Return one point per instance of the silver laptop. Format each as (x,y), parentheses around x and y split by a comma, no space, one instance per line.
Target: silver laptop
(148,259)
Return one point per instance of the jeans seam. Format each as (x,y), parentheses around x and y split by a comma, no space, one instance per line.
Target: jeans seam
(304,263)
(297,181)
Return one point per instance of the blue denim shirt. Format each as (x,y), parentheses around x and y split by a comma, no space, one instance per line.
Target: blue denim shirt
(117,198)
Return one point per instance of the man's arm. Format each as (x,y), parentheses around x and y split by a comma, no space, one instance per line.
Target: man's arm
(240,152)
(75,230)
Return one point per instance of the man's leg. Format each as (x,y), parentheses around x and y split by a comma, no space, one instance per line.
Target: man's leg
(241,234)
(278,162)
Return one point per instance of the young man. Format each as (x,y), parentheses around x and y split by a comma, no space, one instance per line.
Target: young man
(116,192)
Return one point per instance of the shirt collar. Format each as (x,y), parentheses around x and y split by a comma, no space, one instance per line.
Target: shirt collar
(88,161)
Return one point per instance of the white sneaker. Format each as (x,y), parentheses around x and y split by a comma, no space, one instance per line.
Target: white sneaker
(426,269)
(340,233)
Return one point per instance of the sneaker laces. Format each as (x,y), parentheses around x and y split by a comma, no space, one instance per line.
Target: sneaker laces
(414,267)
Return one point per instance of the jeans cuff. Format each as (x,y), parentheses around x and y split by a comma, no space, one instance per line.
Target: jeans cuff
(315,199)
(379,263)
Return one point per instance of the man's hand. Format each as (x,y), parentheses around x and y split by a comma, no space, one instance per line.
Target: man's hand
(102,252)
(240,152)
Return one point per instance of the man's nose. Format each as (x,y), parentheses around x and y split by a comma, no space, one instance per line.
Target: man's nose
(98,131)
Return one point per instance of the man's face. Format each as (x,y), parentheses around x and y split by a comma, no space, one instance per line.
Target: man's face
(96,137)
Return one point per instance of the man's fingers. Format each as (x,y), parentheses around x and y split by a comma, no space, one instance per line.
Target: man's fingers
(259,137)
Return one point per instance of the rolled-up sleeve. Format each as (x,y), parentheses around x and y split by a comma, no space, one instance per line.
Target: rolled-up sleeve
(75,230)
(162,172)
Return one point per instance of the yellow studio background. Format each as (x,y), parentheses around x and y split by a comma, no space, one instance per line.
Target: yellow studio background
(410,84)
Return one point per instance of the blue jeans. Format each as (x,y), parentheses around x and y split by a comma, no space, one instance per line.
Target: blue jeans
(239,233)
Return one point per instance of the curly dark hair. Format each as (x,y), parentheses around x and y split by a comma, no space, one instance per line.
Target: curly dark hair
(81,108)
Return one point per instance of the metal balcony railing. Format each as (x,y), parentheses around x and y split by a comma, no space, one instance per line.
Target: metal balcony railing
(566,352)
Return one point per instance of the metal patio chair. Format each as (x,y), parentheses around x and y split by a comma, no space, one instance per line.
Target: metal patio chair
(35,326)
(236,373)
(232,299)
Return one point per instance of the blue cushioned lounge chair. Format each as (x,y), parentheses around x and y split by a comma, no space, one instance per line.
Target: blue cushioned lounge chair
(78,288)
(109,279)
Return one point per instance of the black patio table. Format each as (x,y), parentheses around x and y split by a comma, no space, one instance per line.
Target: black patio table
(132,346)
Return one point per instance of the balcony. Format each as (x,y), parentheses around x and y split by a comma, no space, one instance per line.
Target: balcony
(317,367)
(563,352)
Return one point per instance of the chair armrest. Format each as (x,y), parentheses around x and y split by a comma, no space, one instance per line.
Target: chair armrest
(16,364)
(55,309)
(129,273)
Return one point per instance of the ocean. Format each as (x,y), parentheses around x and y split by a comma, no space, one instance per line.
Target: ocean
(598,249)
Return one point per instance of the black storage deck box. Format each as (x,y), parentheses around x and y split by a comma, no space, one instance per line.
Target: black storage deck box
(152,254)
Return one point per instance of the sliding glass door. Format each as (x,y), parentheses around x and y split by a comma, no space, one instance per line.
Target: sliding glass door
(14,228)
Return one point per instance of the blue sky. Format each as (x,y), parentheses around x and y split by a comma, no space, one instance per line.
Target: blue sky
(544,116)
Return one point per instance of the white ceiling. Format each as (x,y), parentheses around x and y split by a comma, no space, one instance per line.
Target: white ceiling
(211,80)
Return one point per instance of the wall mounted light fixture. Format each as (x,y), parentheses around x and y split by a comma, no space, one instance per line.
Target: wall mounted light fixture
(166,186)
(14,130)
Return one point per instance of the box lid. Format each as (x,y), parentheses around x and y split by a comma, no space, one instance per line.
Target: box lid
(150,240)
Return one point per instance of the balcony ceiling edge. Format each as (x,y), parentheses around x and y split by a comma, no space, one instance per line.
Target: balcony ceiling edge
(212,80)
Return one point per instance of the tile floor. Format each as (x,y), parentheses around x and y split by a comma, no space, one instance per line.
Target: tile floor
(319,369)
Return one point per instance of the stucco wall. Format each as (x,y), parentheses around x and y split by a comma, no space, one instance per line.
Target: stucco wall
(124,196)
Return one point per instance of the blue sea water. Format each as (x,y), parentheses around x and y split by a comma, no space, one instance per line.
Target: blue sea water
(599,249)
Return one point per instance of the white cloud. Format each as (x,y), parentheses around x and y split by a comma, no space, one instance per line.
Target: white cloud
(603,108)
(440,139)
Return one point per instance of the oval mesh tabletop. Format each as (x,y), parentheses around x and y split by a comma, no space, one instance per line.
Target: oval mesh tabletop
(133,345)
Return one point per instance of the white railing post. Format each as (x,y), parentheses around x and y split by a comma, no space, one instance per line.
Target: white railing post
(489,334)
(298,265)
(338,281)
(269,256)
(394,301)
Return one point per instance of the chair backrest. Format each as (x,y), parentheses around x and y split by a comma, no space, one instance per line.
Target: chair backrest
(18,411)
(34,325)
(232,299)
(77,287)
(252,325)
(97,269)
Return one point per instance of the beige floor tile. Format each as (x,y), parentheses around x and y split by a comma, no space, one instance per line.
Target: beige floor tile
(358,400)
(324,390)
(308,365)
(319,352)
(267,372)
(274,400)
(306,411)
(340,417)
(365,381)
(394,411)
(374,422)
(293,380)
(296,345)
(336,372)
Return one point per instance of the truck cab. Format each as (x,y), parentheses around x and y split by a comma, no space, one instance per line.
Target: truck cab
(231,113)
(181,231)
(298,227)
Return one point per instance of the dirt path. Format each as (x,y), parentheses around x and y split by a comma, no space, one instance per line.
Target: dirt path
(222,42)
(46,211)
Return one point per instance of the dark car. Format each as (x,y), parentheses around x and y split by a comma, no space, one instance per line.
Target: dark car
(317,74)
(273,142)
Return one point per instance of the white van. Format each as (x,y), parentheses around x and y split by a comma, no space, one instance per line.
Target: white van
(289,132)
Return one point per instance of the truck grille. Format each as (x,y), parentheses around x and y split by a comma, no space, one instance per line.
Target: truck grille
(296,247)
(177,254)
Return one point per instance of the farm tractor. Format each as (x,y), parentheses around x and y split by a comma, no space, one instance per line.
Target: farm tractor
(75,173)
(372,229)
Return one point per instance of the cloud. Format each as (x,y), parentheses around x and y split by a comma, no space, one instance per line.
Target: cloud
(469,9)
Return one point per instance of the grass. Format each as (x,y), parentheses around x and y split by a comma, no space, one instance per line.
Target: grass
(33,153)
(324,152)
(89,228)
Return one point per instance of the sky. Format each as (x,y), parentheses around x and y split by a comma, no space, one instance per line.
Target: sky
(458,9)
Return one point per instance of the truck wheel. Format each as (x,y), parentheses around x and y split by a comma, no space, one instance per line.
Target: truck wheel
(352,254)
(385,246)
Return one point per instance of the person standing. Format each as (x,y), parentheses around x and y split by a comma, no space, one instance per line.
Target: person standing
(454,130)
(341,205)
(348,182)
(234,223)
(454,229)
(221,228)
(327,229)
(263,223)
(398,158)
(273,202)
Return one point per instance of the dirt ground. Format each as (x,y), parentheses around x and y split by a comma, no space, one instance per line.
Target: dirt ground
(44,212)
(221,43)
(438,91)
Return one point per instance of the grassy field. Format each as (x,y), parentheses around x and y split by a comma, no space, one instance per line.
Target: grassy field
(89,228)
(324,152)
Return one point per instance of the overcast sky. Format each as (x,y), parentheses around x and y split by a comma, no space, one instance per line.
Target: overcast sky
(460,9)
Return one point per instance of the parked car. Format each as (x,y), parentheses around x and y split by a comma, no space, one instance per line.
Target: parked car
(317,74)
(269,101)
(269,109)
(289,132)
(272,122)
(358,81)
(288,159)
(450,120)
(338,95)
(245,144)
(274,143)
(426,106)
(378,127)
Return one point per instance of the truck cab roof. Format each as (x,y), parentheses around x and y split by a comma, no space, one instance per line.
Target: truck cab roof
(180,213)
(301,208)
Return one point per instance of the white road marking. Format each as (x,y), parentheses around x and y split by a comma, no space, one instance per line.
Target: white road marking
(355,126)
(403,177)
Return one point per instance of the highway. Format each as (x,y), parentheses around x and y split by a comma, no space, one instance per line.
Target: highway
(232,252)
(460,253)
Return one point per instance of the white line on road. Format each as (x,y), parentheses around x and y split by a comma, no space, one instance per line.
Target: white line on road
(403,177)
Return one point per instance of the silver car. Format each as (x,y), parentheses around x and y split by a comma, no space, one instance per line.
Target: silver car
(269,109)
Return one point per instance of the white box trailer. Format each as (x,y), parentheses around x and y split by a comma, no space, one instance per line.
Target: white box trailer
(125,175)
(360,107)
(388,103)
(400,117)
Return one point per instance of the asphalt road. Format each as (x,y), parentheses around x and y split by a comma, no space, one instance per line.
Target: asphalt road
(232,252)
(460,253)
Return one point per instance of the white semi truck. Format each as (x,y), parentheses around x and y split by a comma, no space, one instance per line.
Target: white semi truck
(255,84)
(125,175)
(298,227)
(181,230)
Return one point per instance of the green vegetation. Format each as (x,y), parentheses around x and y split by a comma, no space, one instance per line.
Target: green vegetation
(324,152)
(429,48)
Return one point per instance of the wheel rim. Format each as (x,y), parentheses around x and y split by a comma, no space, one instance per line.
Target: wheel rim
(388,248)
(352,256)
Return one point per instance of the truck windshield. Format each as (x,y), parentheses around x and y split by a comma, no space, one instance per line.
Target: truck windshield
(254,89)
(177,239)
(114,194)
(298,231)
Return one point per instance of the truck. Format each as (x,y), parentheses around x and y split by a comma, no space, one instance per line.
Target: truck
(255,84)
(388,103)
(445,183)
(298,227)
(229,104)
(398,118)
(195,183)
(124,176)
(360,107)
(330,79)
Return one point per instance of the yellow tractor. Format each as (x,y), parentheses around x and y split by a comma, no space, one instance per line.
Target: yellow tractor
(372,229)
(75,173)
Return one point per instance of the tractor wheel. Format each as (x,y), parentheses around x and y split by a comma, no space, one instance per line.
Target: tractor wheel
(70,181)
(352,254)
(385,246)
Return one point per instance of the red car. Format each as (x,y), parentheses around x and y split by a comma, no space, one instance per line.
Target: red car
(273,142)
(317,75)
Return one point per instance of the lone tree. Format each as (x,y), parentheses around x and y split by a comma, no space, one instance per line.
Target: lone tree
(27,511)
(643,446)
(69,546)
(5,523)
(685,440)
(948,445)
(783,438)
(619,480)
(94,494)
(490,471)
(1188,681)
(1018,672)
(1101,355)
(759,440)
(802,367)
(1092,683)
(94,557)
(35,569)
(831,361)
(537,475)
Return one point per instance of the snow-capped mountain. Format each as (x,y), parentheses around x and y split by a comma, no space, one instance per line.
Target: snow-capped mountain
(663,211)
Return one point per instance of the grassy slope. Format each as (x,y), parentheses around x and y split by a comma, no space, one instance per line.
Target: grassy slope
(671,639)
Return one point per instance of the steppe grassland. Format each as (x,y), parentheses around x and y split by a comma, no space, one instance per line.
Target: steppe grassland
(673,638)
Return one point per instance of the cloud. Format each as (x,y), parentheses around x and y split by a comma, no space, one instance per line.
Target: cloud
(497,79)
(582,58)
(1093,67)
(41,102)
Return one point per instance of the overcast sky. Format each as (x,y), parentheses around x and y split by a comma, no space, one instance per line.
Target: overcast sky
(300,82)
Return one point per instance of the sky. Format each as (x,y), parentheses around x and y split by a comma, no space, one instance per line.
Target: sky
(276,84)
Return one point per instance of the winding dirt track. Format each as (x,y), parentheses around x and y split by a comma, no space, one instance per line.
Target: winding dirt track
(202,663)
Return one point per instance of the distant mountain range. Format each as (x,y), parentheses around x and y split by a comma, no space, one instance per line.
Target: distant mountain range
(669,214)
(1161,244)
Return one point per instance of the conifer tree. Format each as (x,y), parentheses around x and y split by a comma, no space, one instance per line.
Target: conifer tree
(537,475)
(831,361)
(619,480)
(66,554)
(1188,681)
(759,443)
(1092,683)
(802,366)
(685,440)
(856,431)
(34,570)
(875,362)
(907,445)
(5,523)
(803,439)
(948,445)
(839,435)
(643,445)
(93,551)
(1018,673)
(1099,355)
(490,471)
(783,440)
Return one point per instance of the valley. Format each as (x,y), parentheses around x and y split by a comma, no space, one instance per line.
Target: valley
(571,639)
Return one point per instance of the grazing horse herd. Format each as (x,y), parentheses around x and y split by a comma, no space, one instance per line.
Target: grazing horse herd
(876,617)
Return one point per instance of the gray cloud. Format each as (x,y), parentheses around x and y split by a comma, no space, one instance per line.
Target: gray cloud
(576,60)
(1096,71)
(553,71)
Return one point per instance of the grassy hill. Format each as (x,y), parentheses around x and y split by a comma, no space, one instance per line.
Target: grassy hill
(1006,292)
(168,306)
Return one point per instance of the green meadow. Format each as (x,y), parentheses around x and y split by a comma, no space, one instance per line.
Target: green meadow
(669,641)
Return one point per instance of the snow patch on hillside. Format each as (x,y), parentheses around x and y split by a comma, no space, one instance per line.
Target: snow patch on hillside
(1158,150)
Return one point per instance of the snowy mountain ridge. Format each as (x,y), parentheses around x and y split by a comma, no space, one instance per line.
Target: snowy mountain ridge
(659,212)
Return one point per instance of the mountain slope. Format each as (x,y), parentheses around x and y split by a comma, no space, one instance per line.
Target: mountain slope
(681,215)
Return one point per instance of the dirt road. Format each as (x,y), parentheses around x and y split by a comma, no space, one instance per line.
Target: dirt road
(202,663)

* * * *

Starting with the line that contains "Return one point per instance of the snowy" and going on through the end of the data, write those lines out again with "dirt road" replaced by "gravel road" and everything else unchanged.

Return one point per instance of the snowy mountain ridge. Format each as (x,y), parentheses around x and y split by a comma, no space, one instance per line.
Target: snowy mountain ridge
(659,212)
Return one point per instance of the mountain slope. Format each as (x,y), parentheses around x and y split by a comma, no space, one instance per line.
Target: mountain slope
(681,215)
Return one point per instance of the gravel road. Format each as (x,y), parentheses around x and y split by a comma, no space, one instance per line.
Target: gravel road
(202,663)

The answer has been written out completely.